◆ Source document
-*-*-

The prev and next fields in the elements of the list contain the value of the pointer, a modification marker, and a deleted marker. Memory operations on these fields are done using atomic memory operations. When a thread has set the modification marker in a field, no-one except the thread that set the marker is allowed to modify the field. If multiple modification markers need to be set, we always begin with next fields followed by prev fields in the order following the actual pointers. This guarantees that no deadlocks will occur.

When a carrier is being removed from a pool, we mark it with a thread progress value that needs to be reached before we are allowed to modify the next and prev fields. That is, until we reach this thread progress we are not allowed to insert the carrier into the pool again, and we are not allowed to deallocate the carrier. This ensures that threads inspecting the pool always will be able to traverse the pool and reach valid elements. Once we have reached the thread progress value that the carrier was tagged with, we know that no threads may have references to it via the pool.

Migration

Each allocator instance keeps track of the current utilization of its multi-block carriers. When the total utilization falls below the "abandon carrier utilization limit" it starts to inspect the utilization of the current carrier when deallocations are made. If also the utilization of the carrier falls below the "abandon carrier utilization limit" it unlinks the carrier from its data structure of available free blocks and inserts the carrier into the pool.

Since the carrier has been unlinked from the data structure of available free blocks, no more allocations will be made in the carrier.

The allocator instance that created a carrier is called its owner. Ownership never changes.

The allocator instance that has the responsibility to perform deallocations in a carrier is called its employer. The employer may also perform allocations if the carrier is not in the pool. Employment may change when a carrier is fetched from or inserted into the pool.

Deallocations in a carrier, while it remains in the pool, is always performed the owner. That is, all pooled carriers are employed by their owners.

Each carrier has an atomic word containing a pointer to the employing allocator instance and three bit flags; IN_POOL, BUSY and HOMECOMING.

When fetching a carrier from the pool, employment may change and further deallocations in the carrier will be redirected to the new employer using the delayed dealloc functionality.

When a foreign allocator instance abandons a carrier back into the pool, it will also pass it back to its owner using the delayed dealloc queue. When doing this it will set the HOMECOMING bit flag to mark it as "enqueued". The owner will later clear the HOMECOMING bit when the carrier is dequeued. This mechanism prevents a carrier from being enqueued again before it has been dequeued.

-*-*-

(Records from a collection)
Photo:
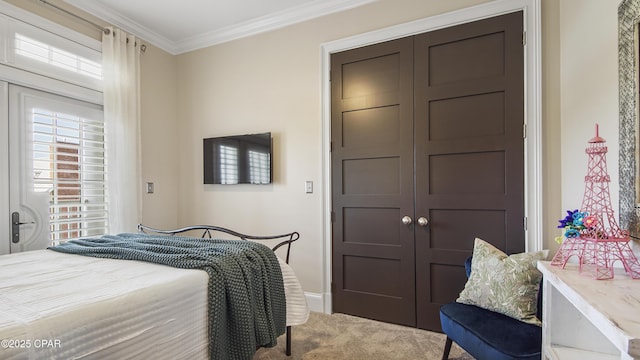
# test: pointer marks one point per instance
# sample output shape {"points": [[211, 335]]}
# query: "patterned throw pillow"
{"points": [[505, 284]]}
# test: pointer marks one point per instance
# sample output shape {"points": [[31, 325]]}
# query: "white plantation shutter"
{"points": [[69, 165]]}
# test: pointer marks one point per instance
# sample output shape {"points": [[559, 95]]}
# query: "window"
{"points": [[69, 165], [37, 50]]}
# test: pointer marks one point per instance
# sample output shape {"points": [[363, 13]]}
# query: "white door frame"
{"points": [[5, 222], [532, 106]]}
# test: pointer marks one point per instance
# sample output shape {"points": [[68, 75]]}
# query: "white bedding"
{"points": [[62, 306]]}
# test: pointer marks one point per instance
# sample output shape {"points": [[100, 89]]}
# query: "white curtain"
{"points": [[121, 69]]}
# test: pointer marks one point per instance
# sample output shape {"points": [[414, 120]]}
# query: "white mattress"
{"points": [[62, 306]]}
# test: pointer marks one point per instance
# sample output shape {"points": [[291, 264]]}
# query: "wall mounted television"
{"points": [[239, 159]]}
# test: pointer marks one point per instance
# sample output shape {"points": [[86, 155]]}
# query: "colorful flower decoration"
{"points": [[574, 223]]}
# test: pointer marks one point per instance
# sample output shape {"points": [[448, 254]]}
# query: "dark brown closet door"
{"points": [[469, 117], [372, 182]]}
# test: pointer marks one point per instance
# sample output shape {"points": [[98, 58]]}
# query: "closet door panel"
{"points": [[469, 147], [372, 182]]}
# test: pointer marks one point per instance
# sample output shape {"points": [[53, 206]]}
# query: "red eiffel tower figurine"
{"points": [[601, 242]]}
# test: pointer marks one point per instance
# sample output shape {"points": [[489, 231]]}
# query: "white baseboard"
{"points": [[315, 302]]}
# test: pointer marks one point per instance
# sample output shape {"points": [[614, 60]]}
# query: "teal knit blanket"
{"points": [[247, 307]]}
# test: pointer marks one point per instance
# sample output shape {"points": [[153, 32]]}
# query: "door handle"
{"points": [[15, 226]]}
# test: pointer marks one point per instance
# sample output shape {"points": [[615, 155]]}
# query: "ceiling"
{"points": [[179, 26]]}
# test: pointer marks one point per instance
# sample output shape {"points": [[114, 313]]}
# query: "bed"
{"points": [[56, 305]]}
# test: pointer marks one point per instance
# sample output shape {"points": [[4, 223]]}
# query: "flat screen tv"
{"points": [[239, 159]]}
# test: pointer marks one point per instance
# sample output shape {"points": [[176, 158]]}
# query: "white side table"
{"points": [[584, 318]]}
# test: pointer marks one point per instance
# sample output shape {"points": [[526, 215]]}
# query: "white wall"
{"points": [[589, 88]]}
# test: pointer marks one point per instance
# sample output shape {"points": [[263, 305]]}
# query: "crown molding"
{"points": [[244, 29]]}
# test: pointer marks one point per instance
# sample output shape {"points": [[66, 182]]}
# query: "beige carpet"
{"points": [[339, 336]]}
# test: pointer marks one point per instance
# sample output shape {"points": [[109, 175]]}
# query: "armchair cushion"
{"points": [[486, 334], [504, 284]]}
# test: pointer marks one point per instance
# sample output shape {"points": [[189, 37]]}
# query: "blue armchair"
{"points": [[485, 334]]}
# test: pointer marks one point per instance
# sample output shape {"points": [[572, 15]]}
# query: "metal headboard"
{"points": [[208, 229]]}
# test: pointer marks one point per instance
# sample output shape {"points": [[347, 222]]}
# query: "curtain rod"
{"points": [[105, 30], [97, 26]]}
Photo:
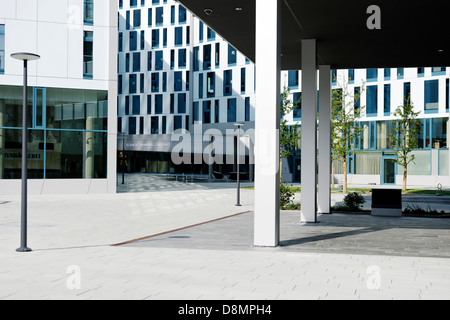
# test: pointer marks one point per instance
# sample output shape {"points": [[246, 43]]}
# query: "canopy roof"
{"points": [[412, 34]]}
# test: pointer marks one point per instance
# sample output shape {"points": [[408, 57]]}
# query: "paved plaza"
{"points": [[192, 242]]}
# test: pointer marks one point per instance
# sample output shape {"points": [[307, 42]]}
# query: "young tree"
{"points": [[404, 135], [344, 124]]}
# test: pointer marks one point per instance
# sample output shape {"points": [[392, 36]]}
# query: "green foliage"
{"points": [[286, 196], [404, 134]]}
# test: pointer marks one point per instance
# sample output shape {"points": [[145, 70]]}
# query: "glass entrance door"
{"points": [[388, 171]]}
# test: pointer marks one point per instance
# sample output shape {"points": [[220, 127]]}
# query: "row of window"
{"points": [[371, 75], [154, 124], [155, 104]]}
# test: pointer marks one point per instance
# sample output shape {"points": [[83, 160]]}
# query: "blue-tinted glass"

-*-*-

◆ Short problem
Rewrite the part of the carrier migration text between "When a foreign" and "has been dequeued.", inclusive, with "HOMECOMING" changed to "RETURNING".

◆ Response below
When a foreign allocator instance abandons a carrier back into the pool, it will also pass it back to its owner using the delayed dealloc queue. When doing this it will set the RETURNING bit flag to mark it as "enqueued". The owner will later clear the RETURNING bit when the carrier is dequeued. This mechanism prevents a carrier from being enqueued again before it has been dequeued.